Goal of the exercise: Put the part of the records below that opens with the line containing "Q. Point out the gray painted" and closes with the line containing "pixel 69 172" into a numbered list, one line per item, with blank lines left out.

____________________

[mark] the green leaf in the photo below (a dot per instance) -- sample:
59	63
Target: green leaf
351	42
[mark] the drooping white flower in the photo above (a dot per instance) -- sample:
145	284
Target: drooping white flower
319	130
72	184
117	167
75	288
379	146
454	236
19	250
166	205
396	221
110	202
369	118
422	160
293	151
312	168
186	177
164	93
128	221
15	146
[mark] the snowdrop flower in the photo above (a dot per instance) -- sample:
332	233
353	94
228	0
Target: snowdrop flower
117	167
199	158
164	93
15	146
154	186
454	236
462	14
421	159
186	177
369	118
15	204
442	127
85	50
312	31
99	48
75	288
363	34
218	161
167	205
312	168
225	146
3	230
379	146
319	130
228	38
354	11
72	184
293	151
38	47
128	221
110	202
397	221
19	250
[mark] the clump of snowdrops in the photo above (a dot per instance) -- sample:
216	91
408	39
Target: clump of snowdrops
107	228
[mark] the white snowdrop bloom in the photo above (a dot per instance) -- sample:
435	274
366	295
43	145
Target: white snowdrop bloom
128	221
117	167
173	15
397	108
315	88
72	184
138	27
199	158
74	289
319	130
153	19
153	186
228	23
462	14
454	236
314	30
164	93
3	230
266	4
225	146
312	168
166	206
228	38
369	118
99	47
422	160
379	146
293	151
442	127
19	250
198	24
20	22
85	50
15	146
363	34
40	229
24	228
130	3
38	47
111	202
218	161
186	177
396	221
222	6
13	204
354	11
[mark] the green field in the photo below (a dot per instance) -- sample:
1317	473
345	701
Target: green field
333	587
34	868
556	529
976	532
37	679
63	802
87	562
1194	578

____________________

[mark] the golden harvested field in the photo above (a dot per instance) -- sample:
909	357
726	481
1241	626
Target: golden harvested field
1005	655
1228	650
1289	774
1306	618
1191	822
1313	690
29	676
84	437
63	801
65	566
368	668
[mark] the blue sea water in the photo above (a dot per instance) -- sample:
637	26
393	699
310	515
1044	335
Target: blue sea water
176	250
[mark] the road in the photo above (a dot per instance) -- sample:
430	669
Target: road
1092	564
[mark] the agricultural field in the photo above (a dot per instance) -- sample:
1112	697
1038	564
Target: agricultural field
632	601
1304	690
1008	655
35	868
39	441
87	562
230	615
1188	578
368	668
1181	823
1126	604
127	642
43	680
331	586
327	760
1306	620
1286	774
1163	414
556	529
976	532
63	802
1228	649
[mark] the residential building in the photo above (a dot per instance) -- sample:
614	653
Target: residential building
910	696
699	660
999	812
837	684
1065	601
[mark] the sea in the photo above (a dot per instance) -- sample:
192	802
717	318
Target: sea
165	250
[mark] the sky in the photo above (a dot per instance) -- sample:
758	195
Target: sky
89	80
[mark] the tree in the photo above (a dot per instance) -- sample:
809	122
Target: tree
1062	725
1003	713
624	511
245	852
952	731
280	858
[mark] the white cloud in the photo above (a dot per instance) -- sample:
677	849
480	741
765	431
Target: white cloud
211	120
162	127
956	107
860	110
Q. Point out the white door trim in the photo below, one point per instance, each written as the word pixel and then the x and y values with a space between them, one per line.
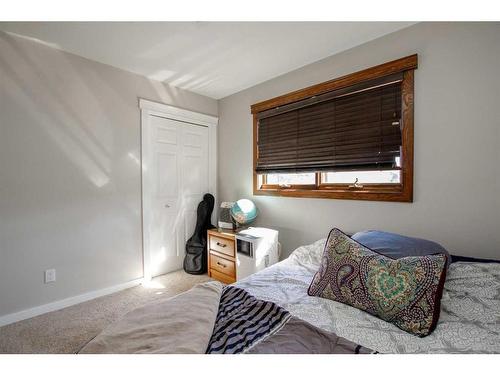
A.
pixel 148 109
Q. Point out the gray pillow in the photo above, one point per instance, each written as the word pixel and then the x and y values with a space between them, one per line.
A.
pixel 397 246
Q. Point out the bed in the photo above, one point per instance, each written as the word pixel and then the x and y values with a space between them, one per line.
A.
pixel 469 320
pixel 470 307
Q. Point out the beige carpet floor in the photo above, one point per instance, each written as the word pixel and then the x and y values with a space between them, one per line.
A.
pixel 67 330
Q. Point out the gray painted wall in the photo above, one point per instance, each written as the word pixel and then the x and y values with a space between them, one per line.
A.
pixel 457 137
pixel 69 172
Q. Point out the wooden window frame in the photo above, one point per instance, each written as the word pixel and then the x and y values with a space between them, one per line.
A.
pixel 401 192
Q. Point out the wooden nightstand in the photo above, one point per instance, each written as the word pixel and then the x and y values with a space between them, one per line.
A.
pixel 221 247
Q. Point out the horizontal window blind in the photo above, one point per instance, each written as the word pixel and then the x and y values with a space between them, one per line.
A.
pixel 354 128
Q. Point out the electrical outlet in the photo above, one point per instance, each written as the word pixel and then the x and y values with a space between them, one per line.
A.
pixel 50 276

____________________

Result for this exercise:
1. Q. Point out the gray painted wall in the photo above, one point per instance, each written as the word pixel and then the x and y values with a space between them, one per line.
2. A.
3. pixel 457 137
4. pixel 69 172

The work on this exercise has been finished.